- Task details:
Output, word for word, the lines of this listing that fall between the line with "83L242 87L253 85L250" and the line with "positive clicks: (301, 226) (264, 186)", counting both of those lines, and no others.
::::::
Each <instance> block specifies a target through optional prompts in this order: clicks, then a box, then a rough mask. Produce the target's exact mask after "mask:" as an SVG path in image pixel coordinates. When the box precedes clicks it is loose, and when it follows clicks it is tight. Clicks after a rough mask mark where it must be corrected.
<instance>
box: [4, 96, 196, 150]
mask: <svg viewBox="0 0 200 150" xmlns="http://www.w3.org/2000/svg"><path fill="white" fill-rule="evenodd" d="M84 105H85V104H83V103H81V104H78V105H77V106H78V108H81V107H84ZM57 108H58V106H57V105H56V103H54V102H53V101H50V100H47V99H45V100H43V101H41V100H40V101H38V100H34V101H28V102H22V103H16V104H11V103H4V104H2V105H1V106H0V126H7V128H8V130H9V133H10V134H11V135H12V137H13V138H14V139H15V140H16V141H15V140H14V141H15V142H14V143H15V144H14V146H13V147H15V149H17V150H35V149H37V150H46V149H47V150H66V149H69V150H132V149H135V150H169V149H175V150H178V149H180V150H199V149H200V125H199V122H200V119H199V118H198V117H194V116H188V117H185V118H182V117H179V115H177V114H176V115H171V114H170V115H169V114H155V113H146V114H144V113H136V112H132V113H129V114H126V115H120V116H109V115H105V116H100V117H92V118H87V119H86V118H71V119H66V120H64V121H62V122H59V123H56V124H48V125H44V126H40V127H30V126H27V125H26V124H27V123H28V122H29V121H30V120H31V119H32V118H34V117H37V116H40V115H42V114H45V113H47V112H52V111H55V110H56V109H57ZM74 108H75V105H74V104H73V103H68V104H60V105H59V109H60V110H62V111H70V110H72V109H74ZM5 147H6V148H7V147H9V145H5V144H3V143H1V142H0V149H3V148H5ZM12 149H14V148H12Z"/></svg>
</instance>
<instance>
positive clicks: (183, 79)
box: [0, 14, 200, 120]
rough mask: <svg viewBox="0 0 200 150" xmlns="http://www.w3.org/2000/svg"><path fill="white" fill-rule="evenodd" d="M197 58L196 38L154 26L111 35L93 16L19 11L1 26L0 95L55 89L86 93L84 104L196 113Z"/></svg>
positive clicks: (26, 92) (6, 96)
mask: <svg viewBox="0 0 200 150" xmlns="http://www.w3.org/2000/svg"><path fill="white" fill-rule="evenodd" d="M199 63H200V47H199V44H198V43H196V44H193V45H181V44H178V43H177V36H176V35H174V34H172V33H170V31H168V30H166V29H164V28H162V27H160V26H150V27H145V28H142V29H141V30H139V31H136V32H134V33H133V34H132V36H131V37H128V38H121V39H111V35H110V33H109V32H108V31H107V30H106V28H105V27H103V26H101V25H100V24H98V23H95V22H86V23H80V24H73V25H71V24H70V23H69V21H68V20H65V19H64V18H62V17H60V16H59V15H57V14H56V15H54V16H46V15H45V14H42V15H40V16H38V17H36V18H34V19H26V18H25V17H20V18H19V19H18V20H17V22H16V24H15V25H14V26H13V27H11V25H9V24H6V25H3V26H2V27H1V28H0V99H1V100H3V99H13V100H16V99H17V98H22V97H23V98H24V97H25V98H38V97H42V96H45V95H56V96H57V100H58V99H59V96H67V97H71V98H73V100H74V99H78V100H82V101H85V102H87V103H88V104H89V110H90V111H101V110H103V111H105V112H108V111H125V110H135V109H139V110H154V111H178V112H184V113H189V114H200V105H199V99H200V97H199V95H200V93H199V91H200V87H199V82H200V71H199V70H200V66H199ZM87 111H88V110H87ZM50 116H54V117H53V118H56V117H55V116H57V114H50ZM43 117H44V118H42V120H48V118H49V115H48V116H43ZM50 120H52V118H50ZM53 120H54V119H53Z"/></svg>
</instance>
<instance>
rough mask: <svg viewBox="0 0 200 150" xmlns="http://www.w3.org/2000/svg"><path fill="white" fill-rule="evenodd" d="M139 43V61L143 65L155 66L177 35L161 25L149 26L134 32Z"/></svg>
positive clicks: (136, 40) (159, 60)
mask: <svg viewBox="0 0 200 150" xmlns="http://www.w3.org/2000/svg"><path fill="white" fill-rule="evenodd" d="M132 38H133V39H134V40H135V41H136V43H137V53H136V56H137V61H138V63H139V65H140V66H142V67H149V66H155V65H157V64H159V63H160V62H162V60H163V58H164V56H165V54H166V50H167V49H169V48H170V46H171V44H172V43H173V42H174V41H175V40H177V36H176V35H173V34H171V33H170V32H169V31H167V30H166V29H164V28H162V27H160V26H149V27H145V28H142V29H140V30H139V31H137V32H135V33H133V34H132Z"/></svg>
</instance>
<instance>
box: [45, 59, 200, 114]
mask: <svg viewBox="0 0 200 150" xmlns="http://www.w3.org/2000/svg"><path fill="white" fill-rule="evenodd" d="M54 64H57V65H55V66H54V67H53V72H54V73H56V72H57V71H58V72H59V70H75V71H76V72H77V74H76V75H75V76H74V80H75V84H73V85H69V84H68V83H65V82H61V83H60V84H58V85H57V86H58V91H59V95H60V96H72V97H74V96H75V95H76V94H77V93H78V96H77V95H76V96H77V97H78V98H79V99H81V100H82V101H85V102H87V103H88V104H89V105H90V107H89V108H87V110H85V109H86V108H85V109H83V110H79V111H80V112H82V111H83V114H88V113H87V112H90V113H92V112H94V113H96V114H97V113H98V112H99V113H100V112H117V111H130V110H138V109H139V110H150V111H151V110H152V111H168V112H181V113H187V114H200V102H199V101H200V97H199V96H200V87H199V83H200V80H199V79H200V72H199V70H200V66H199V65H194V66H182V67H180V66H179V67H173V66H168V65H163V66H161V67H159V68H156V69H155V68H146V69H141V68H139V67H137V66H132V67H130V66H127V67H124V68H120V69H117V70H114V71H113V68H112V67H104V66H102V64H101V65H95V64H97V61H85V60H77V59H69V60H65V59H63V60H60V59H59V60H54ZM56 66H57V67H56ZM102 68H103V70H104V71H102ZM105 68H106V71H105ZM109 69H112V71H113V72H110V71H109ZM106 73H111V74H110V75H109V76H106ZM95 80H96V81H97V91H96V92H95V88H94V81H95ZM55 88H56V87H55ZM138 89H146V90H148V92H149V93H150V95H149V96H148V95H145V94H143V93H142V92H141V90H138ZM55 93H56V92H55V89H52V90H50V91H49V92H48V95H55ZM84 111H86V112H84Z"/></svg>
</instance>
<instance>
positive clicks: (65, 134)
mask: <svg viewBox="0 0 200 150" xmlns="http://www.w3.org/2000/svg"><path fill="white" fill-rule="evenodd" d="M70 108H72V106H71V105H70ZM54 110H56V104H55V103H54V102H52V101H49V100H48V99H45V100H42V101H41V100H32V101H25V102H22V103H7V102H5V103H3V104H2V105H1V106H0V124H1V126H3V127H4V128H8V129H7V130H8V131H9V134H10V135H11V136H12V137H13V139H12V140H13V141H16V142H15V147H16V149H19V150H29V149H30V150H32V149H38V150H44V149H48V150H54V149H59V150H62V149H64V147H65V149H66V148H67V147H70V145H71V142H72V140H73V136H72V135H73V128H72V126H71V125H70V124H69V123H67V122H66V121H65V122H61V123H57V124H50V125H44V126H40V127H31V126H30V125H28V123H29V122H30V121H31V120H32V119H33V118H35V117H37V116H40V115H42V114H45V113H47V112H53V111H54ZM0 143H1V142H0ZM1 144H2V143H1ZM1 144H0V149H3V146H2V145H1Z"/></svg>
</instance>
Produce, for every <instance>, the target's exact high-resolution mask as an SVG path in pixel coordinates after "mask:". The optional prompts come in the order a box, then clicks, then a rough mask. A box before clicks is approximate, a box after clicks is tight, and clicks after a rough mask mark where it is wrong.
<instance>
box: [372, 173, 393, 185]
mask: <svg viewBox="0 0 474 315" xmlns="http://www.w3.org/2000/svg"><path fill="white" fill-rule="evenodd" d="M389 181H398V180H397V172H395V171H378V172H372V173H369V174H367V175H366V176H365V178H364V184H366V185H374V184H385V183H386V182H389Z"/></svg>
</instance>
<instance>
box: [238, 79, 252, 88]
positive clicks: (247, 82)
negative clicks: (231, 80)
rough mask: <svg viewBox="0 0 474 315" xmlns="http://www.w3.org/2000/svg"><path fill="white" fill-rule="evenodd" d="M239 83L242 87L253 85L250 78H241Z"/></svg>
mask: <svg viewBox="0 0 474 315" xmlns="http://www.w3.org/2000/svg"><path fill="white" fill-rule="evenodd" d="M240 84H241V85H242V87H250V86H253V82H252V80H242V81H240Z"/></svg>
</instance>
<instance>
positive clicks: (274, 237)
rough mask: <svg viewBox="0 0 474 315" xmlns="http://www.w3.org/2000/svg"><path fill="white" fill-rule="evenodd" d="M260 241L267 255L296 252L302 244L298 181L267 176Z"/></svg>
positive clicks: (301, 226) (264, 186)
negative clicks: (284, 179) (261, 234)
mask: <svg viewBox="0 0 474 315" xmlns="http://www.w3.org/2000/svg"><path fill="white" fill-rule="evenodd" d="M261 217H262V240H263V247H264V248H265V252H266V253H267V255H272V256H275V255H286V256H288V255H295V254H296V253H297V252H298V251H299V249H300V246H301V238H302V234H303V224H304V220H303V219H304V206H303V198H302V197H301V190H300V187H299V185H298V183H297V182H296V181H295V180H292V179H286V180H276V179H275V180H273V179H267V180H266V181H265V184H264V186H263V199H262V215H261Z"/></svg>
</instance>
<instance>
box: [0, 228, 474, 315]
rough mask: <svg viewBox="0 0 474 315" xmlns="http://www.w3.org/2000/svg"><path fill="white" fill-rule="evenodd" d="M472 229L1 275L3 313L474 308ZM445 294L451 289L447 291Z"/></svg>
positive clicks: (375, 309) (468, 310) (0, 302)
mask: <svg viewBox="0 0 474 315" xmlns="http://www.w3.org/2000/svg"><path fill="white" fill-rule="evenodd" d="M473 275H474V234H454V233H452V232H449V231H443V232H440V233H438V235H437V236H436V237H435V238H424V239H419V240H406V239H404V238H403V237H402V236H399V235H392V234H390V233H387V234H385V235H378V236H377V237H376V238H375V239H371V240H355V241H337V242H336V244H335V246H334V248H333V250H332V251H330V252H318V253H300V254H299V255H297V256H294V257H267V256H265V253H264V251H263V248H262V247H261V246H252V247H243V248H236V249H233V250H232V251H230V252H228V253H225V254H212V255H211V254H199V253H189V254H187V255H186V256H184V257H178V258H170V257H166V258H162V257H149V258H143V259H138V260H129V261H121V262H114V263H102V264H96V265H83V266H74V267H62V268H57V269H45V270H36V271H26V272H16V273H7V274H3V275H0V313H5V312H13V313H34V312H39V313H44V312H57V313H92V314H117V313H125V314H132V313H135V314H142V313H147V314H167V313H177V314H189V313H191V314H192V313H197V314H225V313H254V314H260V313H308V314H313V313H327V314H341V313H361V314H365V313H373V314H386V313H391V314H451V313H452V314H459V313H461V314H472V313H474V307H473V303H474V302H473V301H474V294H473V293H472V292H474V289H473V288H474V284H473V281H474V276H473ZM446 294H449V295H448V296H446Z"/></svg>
::::::
- Reply:
rough mask: <svg viewBox="0 0 474 315" xmlns="http://www.w3.org/2000/svg"><path fill="white" fill-rule="evenodd" d="M239 83L242 87L253 85L250 78H241Z"/></svg>
mask: <svg viewBox="0 0 474 315" xmlns="http://www.w3.org/2000/svg"><path fill="white" fill-rule="evenodd" d="M240 84H241V85H242V87H250V86H253V82H252V80H242V81H240Z"/></svg>
</instance>
<instance>
positive clicks: (274, 237)
rough mask: <svg viewBox="0 0 474 315" xmlns="http://www.w3.org/2000/svg"><path fill="white" fill-rule="evenodd" d="M260 241L267 255L296 252L302 244L298 181L267 176Z"/></svg>
positive clicks: (301, 226) (264, 186)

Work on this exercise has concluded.